Point annotation dataset records:
____________

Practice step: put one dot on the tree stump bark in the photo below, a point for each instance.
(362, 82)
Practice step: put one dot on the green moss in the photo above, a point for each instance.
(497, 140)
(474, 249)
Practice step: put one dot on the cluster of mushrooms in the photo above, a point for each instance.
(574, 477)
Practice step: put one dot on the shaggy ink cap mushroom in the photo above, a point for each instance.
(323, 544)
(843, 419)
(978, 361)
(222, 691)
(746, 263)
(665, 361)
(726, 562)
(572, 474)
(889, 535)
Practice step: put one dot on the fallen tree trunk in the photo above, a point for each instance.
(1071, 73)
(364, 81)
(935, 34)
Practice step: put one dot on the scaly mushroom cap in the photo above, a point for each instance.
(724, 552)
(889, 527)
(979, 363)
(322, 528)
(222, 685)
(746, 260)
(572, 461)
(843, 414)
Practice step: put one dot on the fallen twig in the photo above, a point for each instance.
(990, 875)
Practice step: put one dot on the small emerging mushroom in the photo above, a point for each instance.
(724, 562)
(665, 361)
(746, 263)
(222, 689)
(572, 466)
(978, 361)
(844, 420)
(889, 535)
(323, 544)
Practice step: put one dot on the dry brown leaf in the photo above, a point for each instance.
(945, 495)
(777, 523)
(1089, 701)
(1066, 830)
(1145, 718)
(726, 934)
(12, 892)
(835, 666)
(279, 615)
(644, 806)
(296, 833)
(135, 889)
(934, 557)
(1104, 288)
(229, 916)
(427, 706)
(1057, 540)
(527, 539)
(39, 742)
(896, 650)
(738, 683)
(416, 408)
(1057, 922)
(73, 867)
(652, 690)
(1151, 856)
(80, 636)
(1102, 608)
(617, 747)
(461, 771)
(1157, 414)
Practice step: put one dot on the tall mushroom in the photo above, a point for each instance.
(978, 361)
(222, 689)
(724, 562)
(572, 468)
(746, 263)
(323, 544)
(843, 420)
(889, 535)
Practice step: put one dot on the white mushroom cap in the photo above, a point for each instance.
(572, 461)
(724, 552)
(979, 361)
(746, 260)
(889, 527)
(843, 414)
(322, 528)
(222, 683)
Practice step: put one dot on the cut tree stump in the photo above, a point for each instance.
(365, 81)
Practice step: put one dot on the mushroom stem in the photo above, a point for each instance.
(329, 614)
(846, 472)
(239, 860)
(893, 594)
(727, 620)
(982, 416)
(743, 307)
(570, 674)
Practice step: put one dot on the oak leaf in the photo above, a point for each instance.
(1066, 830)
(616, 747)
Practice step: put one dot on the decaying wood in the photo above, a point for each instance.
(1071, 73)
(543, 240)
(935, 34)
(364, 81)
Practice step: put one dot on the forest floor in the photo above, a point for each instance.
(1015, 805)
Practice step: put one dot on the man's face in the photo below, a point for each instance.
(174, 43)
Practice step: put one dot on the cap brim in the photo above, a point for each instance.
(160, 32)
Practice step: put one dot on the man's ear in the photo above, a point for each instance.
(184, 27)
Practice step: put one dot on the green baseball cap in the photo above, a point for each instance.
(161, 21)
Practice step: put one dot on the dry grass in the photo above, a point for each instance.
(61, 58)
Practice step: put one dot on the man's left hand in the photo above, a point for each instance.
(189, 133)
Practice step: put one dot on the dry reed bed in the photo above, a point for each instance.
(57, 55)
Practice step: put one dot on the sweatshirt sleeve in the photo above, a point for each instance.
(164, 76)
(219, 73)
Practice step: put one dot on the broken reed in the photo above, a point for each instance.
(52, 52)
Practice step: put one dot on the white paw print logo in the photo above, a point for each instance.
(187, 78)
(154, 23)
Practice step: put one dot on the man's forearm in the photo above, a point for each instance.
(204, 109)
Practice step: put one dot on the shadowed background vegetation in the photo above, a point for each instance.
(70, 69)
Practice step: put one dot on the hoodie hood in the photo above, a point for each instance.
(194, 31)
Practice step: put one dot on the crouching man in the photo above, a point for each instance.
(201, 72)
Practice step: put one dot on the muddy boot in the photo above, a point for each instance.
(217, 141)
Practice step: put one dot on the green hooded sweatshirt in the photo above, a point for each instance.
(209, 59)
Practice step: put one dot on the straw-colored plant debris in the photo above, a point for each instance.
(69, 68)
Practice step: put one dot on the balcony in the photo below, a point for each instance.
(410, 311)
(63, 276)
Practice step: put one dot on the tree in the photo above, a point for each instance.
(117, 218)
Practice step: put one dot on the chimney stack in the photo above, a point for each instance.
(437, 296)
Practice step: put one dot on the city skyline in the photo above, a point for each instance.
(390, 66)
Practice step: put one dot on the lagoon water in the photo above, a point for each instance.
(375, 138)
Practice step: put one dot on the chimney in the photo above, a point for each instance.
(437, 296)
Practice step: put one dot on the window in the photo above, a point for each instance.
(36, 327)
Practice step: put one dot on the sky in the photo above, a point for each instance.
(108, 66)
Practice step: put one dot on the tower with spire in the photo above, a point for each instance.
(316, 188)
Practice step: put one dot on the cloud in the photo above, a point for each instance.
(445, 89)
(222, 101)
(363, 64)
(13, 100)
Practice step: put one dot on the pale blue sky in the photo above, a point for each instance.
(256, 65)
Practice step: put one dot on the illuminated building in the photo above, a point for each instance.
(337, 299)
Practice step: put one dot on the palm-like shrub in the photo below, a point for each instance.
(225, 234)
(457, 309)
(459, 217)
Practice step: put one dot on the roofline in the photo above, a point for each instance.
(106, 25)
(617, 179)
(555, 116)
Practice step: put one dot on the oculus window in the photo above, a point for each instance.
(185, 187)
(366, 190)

____________

Every line from the one containing "Practice step: put one dot on the lagoon" through the end of the data must be repeated exactly, and no other line.

Practice step: put one dot on the lagoon water in the photo above, a point for each instance.
(375, 138)
Practice step: put one dot on the chimney in the photo above, a point for each instance.
(437, 296)
Practice step: put one dot on the window in the photo above, a point for each instance.
(36, 327)
Practice step: put one dot on the sky in the photo above, a point for each instance.
(108, 66)
Practice step: put one dot on the tower with spire in the photo above, a point for each instance.
(316, 188)
Practice step: put one dot on the cloud in the photo above, a point for each instance.
(445, 89)
(222, 101)
(363, 64)
(13, 100)
Practice step: put one dot on the pale blue sky in the photo above, a point for each instance.
(256, 65)
Practice step: put one dot on the illuminated building in the photo above, a point for each instance.
(337, 299)
Practice step: put one dot on the palm-like shrub in the photo below, a point for each instance.
(225, 234)
(457, 309)
(459, 217)
Practice step: put one dot on the roofline in the photo above, a point for each instance.
(106, 25)
(617, 179)
(555, 116)
Practice step: put one dot on the oculus window in the photo above, a point for each instance.
(185, 187)
(366, 190)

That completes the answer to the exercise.